▶ WHAT TO DO: Retype, word for word, every line from the one holding "Where can the crispy" through the one holding "Target: grey linen napkin" in the entries below, both included, and only those lines.

[Referring expression data]
--- START ---
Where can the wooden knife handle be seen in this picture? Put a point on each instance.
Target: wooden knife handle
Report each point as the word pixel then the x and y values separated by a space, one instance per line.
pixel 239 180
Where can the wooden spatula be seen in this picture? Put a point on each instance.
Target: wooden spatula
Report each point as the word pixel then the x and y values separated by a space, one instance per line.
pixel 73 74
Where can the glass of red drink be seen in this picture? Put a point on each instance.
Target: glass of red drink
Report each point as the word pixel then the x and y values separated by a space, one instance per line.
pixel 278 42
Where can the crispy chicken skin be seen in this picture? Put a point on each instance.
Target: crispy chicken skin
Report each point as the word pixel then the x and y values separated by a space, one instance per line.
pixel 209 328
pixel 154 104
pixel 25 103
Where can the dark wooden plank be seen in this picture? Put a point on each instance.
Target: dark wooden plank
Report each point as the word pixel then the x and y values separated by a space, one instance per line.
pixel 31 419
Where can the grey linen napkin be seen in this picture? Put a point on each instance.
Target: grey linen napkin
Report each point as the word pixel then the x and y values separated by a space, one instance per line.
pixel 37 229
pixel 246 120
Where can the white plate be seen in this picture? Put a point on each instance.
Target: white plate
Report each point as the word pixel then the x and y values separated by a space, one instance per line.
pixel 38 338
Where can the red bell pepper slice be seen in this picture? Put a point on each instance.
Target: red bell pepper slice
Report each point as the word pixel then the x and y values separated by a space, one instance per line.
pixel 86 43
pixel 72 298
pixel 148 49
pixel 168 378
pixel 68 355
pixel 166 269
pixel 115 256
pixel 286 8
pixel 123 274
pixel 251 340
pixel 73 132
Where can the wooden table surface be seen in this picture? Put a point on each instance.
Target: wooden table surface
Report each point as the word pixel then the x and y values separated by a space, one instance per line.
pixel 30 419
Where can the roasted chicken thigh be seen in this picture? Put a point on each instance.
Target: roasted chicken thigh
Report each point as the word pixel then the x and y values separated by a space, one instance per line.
--- END ---
▶ ANSWER TO THIS PROBLEM:
Where can the crispy chicken skin be seen in this picture? Put a point on each instance.
Target: crispy chicken skin
Report each point as the word pixel then the x and y values separated by a space, one instance per line.
pixel 209 328
pixel 154 104
pixel 25 103
Where can the dark wooden plank be seen in this picture? Put a point on each instance.
Target: dark wooden plank
Report each point as the word pixel then the x and y values separated by a space, one instance per line.
pixel 31 419
Where can the grey linen napkin be seen in this picture? Put a point on each instance.
Target: grey linen napkin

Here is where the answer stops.